§ Page excerpt
UPDATED:Analysis of a Pathological Text


For this assignment you will write a 4-5 page, double-spaced, researched paper analyzing a pathological text and describing the feelings this artifact provokes in you, citing at least 2 additional sources and documenting them in a Works Cited page at the end. 

For our purposes, a “pathological text” inscribes and propagates aberrant passions already in circulation. Partly in reaction against our shared exposedness to one another and so to “rhetoric’s sensorium,” pathological texts insulate and tribalize: they invite violence by inspiring or reinforcing passionate attachment (love, hope, loyalty, compassion, identification) to an us and bitter disavowal (hate, anger, fear, disgust, contempt) of a them, while resisting rhetorical engagement that could challenge the clean distinction. 


Artifact Selection. Select a pathological text (an “artifact”) that circulates publicly (currently or historically), and that has proved somewhat “effective” with a certain audience, making it worthy of analysis. You might select, for example, a bigoted rant, manifesto, or scientific theory; a defense of a sexist or racist (or heterosexist, ageist, or ableist) law or policy or platform; the propagation of a reckless conspiracy theory, etc. **Please steer very clear of any artifact that could be traumatic or too intense for you.** This assignment asks you to engage with an injurious text, but its affective piercing should not be traumatizing for you.

Be sure to choose an artifact that is itself pathological and not one that aims to describe, explain, or analyze such a text. Describing, explaining, and analyzing this text will be your job.

§ Stated exercise 1
Set down the passage of the assignment sheet starting at "For our purposes, a" and ending at "the clean distinction.", word for word.
§ Stated exercise 2
Turn the paragraph of the assignment sheet that opens with "Artifact Selection. Select a pathological text" into a short bulleted list that keeps its main facts.

§ Dataset content

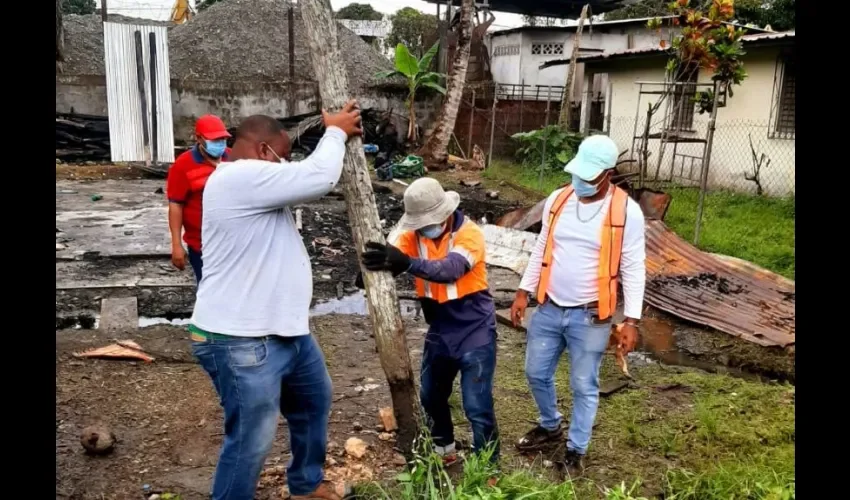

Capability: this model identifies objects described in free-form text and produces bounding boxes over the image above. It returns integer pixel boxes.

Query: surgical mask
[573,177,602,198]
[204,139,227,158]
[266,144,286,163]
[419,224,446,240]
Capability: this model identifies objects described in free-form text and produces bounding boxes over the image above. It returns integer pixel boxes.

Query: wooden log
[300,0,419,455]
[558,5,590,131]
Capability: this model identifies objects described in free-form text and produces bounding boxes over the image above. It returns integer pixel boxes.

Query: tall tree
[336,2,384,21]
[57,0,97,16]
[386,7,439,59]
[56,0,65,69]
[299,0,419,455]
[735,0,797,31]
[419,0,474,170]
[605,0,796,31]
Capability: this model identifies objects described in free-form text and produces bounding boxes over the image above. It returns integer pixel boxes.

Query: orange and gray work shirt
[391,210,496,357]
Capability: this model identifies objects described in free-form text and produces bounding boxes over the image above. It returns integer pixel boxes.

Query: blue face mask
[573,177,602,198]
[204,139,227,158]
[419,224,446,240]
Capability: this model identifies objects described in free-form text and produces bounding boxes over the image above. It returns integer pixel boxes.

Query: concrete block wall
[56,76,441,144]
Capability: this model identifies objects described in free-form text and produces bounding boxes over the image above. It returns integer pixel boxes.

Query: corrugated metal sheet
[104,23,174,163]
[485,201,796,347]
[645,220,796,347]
--
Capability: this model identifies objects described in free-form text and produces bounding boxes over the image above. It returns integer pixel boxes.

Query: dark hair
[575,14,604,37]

§ Correct response 1
For our purposes, a “pathological text” inscribes and propagates aberrant passions already in circulation. Partly in reaction against our shared exposedness to one another and so to “rhetoric’s sensorium,” pathological texts insulate and tribalize: they invite violence by inspiring or reinforcing passionate attachment (love, hope, loyalty, compassion, identification) to an us and bitter disavowal (hate, anger, fear, disgust, contempt) of a them, while resisting rhetorical engagement that could challenge the clean distinction.

§ Correct response 2
- Choose a pathological text (an "artifact") that circulates publicly, now or in the past, and has proved somewhat effective with a certain audience, so it is worth analyzing.
- Possible choices include a bigoted rant, manifesto, or scientific theory; a defense of a sexist, racist, heterosexist, ageist, or ableist law, policy, or platform; or the spread of a reckless conspiracy theory.
- Avoid any artifact that could be traumatic or too intense for you. The text should be injurious, but engaging with it should not be traumatizing.